*WORK INSTRUCTION*.
Only one stretch of the listing below is wanted. Give it again exactly, from the line with "For each instance of the single-story" through the line with "For each instance of the house".

*DATA SUPPLIED*.

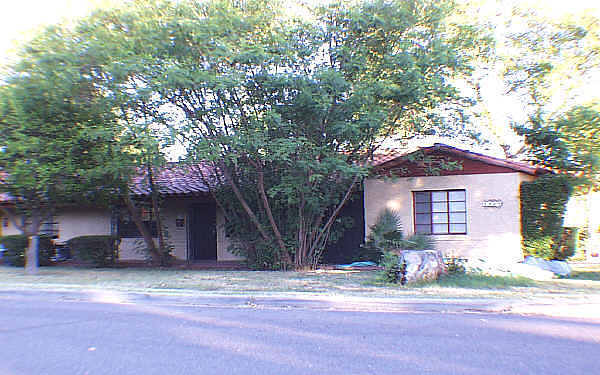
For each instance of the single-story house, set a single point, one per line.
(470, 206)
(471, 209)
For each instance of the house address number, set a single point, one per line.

* * *

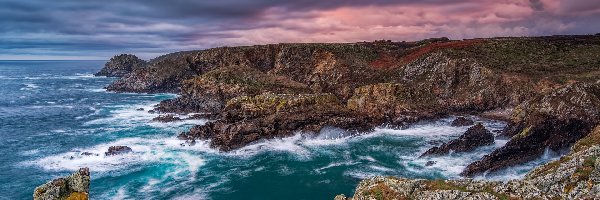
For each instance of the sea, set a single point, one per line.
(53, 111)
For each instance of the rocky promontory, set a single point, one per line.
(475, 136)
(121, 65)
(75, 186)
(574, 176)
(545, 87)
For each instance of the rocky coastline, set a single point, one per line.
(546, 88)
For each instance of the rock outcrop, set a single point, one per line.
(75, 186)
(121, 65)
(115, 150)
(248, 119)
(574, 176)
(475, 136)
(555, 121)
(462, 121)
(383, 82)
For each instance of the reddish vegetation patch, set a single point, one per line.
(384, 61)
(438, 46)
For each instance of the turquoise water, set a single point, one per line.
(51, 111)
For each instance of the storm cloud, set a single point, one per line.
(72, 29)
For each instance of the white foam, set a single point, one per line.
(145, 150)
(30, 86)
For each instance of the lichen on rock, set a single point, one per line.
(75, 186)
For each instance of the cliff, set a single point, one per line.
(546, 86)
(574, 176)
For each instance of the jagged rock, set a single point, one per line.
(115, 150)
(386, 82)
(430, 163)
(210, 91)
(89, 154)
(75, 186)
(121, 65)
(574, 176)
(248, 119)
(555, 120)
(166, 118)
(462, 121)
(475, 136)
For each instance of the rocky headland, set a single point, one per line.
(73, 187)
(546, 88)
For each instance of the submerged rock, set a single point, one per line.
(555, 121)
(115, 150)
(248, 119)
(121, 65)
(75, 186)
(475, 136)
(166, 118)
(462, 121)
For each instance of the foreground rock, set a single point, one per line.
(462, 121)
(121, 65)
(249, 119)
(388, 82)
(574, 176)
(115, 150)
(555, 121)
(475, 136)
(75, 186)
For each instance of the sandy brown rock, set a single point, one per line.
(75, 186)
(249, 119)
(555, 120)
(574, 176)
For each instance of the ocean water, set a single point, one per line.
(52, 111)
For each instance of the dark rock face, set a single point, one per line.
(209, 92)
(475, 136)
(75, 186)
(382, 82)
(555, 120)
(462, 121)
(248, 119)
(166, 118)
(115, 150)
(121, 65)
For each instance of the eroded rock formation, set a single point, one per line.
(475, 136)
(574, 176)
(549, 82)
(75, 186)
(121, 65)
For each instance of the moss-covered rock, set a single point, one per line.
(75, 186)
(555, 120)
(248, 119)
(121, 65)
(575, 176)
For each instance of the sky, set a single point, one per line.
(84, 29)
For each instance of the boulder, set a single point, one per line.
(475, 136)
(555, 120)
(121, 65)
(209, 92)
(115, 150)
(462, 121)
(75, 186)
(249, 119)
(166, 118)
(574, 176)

==

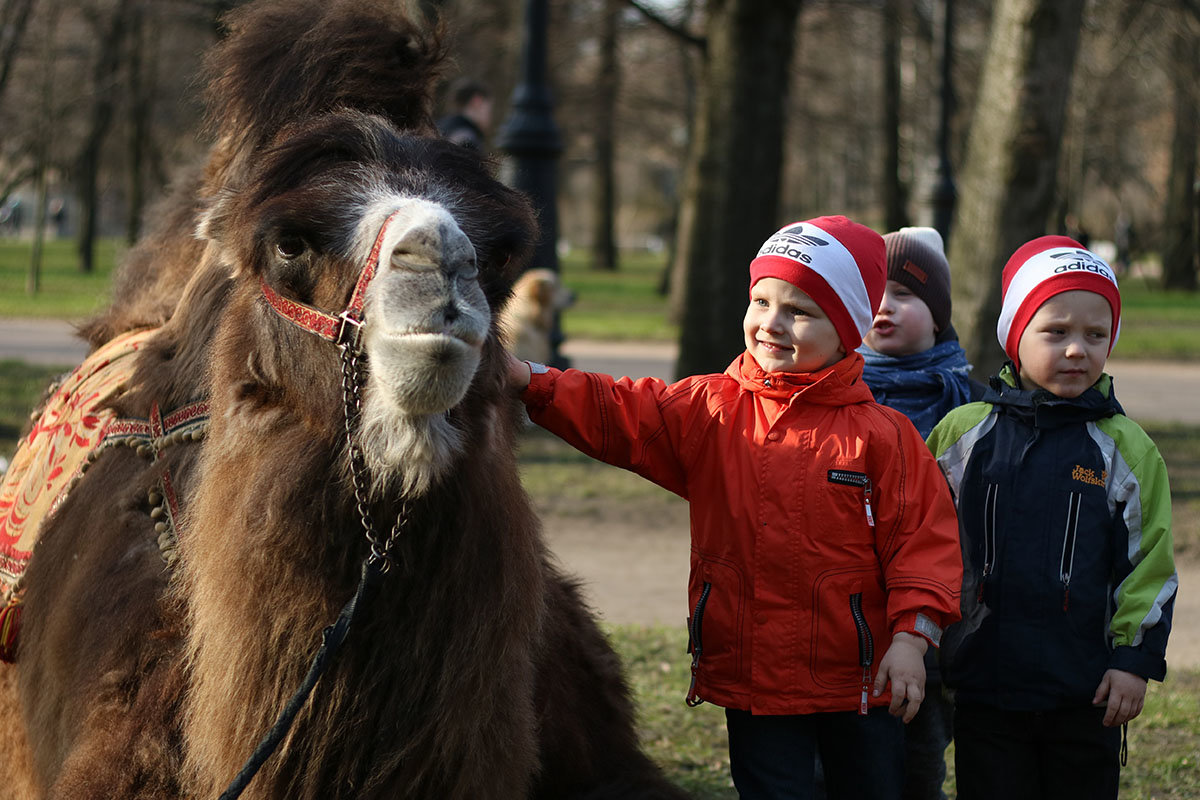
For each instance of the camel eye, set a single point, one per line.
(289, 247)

*YOUR SOLUTION*.
For each instance of the single-story house, set a single point, one per line.
(470, 206)
(471, 209)
For each instance of the house address number, set a single point, one per line.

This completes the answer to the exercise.